● **Set problem**: Retype the part of the data below that opens with the line containing "the girl in" and closes with the final line of the data, keeping every character unchanged.

● **Data shown**:
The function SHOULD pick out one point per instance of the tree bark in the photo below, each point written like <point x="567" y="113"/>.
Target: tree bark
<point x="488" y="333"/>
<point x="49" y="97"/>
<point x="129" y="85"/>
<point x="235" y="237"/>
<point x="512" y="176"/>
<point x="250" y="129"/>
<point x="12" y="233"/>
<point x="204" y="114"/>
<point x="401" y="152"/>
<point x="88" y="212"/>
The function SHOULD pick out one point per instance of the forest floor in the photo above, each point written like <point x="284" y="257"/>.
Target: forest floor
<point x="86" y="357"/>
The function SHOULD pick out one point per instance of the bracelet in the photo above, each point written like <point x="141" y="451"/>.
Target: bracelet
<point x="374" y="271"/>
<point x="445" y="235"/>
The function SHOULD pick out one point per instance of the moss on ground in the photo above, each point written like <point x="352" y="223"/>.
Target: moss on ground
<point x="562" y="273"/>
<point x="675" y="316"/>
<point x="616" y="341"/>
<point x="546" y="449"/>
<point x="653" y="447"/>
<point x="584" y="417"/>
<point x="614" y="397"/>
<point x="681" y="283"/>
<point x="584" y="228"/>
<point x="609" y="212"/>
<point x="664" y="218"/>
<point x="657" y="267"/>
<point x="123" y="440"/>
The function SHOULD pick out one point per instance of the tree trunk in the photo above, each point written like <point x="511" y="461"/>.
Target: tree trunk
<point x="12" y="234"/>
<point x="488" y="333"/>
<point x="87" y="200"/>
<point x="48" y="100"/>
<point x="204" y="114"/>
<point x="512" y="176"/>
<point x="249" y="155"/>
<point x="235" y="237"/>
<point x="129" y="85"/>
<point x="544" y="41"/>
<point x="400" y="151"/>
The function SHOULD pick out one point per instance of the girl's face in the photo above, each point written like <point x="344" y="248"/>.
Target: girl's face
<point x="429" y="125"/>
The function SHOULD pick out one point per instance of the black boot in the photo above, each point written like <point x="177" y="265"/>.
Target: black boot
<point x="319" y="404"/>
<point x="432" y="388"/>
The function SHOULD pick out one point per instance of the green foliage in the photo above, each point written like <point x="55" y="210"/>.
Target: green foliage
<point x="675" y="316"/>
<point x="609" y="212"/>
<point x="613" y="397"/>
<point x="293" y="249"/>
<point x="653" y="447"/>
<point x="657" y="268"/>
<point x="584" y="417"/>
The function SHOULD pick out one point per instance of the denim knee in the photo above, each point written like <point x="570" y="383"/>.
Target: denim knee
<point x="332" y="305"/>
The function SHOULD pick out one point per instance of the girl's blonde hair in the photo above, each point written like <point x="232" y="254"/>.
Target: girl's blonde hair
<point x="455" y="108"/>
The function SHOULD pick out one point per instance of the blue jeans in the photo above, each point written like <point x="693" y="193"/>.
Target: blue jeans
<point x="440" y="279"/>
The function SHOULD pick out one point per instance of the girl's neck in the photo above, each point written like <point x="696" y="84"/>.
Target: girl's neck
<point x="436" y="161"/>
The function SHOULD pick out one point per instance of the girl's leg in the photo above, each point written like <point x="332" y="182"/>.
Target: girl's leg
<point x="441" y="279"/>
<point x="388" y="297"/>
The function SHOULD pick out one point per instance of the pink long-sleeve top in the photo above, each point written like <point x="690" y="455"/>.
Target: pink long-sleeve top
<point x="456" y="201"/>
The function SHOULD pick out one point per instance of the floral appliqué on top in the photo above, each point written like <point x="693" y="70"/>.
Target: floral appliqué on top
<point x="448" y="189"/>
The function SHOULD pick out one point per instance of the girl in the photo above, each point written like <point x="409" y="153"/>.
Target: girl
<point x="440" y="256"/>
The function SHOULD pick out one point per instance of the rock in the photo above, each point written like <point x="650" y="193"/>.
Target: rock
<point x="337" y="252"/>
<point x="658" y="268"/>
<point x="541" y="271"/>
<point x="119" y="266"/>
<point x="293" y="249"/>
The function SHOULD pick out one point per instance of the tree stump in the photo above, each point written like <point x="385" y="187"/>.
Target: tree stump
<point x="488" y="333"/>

● **Full solution**:
The function SHOULD pick out one point per instance of the girl in the photo above, each point written like <point x="409" y="153"/>.
Target: girl
<point x="440" y="256"/>
The function SHOULD pick out one point per instance of the rock in the photo above, each point written like <point x="650" y="193"/>.
Target: rock
<point x="337" y="252"/>
<point x="658" y="268"/>
<point x="541" y="271"/>
<point x="119" y="266"/>
<point x="293" y="249"/>
The function SHOULD pick out one point per instance of the tree stump in the photo above, each point written like <point x="385" y="187"/>.
Target: tree stump
<point x="488" y="333"/>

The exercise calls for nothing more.